Une sol alpin, monnaie locale grenobloise de 2007 à 2012

Monnaie locale : retour sur l’ex­pé­rience du sol alpin

Monnaie locale : retour sur l’ex­pé­rience du sol alpin

FOCUS – Alors que se suc­cèdent les réunions de tra­vail pour l’é­la­bo­ra­tion d’une mon­naie locale com­plé­men­taire (MLC), le sol alpin revient de façon récur­rente dans les dis­cus­sions. Et pour cause, il repré­sente la pre­mière ten­ta­tive d’ins­tau­ra­tion d’une MLC dans l’ag­glo­mé­ra­tion gre­no­bloise. En effet, cette mon­naie lan­cée en 2007 ne s’est fina­le­ment pas déve­lop­pée et l’a­ven­ture s’est ache­vée en 2012. Quelles leçons tirer de cet essai avorté ? Réponse avec Olivier Truche, au cœur de l’ex­pé­rience, et Jean-François Ponsot, éco­no­miste spé­cia­liste des inno­va­tions monétaires.

Le sol alpin, cela vous dit quelque chose ? Non ? Rien d’é­ton­nant à cela car la plu­part des Grenoblois n’ont jamais entendu par­ler de cette mon­naie qui a pour­tant cir­culé quelques années dans leur ville. Une rai­son de plus de reve­nir sur cette expé­rience moné­taire qui a tourné court.

# # #

**Consignes de travail**
Recopiez le passage du texte sur le sol alpin qui s’ouvre sur les mots « Une sol alpin, monnaie » et se clôt sur « des inno­va­tions monétaires. ».

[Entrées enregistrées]
# # #

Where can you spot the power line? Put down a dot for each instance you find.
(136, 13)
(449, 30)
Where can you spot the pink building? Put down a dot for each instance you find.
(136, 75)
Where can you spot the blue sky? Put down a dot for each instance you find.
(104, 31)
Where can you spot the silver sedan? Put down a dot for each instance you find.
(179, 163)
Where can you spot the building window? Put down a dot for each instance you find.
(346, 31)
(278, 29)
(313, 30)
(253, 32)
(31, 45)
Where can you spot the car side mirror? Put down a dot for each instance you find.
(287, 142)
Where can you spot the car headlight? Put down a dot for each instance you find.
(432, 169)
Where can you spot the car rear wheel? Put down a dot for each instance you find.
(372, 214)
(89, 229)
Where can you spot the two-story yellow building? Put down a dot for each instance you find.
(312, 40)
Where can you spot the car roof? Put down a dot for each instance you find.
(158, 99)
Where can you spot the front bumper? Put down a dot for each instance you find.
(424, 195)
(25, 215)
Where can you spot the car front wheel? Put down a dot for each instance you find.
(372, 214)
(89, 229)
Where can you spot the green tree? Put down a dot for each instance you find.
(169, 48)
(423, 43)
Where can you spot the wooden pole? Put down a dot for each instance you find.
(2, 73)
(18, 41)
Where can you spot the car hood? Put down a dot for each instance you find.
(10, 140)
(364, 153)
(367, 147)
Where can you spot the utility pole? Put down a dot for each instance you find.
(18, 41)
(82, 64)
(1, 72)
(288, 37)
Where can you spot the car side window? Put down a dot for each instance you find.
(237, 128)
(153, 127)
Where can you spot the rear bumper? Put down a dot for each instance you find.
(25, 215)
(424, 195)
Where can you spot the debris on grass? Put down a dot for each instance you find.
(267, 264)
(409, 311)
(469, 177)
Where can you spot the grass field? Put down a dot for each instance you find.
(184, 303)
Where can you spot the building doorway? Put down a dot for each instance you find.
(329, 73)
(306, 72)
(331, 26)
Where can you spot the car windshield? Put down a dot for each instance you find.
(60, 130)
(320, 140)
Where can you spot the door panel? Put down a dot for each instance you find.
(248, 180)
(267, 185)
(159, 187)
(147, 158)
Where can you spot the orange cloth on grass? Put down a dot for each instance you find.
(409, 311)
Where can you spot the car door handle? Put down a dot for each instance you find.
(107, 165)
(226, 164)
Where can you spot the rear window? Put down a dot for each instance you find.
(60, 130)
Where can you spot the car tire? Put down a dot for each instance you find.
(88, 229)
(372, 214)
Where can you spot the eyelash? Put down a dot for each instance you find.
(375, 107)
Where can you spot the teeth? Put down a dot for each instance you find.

# # #

**Résultat produit**
Une sol alpin, monnaie locale grenobloise de 2007 à 2012

Monnaie locale : retour sur l’ex­pé­rience du sol alpin

Monnaie locale : retour sur l’ex­pé­rience du sol alpin

FOCUS – Alors que se suc­cèdent les réunions de tra­vail pour l’é­la­bo­ra­tion d’une mon­naie locale com­plé­men­taire (MLC), le sol alpin revient de façon récur­rente dans les dis­cus­sions. Et pour cause, il repré­sente la pre­mière ten­ta­tive d’ins­tau­ra­tion d’une MLC dans l’ag­glo­mé­ra­tion gre­no­bloise. En effet, cette mon­naie lan­cée en 2007 ne s’est fina­le­ment pas déve­lop­pée et l’a­ven­ture s’est ache­vée en 2012. Quelles leçons tirer de cet essai avorté ? Réponse avec Olivier Truche, au cœur de l’ex­pé­rience, et Jean-François Ponsot, éco­no­miste spé­cia­liste des inno­va­tions monétaires.